## Excerpt provided

'''

Background and study aims

Histological analysis of regular duodenal biopsies to study morphologic changes after duodenal ablation for type 2 diabetes (T2D) and metabolic syndrome is hampered by variability in tissue orientation. We designed an optimized tissue acquisition protocol using duodenal cold snare resections to create tissue microarrays (TMAs) and to allow for single-cell RNA sequencing (scRNA-seq).

Patients and methods

The open-label DIRECT study included patients undergoing an upper gastrointestinal interventional endoscopy for non-duodenal indications. All underwent one ot two single-piece duodenal cold snare resections. Endpoints were safety, adequate histological orientation of specimen and TMA, and tissue dissociation quality for scRNA-seq. The optimized tissue acquisition protocol was validated in a duodenal ablation study, EMINENT-2.

'''

## Given records
'''

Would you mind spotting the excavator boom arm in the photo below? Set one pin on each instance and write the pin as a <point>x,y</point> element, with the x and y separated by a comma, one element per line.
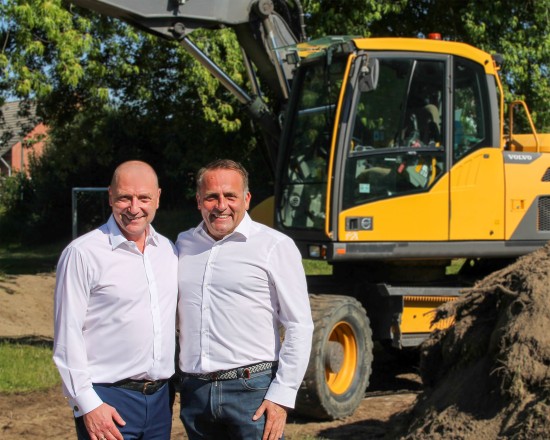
<point>264,33</point>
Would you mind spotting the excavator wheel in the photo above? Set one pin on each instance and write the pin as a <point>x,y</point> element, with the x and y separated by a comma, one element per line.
<point>340,363</point>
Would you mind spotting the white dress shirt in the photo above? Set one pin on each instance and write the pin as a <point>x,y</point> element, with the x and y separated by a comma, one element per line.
<point>234,295</point>
<point>114,312</point>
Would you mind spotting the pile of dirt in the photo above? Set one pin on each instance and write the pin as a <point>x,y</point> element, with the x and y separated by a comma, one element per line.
<point>488,376</point>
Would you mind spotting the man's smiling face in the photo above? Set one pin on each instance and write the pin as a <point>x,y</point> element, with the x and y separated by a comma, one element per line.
<point>222,201</point>
<point>134,198</point>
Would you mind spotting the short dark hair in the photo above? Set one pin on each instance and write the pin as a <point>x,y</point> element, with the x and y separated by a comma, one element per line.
<point>223,164</point>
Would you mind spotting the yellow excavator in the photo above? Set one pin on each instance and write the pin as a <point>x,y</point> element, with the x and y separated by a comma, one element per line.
<point>390,162</point>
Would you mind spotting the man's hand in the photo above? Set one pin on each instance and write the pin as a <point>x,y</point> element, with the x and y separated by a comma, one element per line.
<point>100,423</point>
<point>275,419</point>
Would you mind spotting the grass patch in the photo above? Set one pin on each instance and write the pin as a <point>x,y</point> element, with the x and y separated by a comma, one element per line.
<point>26,368</point>
<point>317,267</point>
<point>19,260</point>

'''

## Task list
a: According to the excerpt on duodenal tissue acquisition, in which study was the optimized tissue acquisition protocol validated?
b: Reproduce a passage from the excerpt on duodenal tissue acquisition word for word, beginning at the words "Histological analysis of" and stopping after "RNA sequencing (scRNA-seq).".

## Set of answers
a: It was validated in EMINENT-2, a duodenal ablation study.

b:
Histological analysis of regular duodenal biopsies to study morphologic changes after duodenal ablation for type 2 diabetes (T2D) and metabolic syndrome is hampered by variability in tissue orientation. We designed an optimized tissue acquisition protocol using duodenal cold snare resections to create tissue microarrays (TMAs) and to allow for single-cell RNA sequencing (scRNA-seq).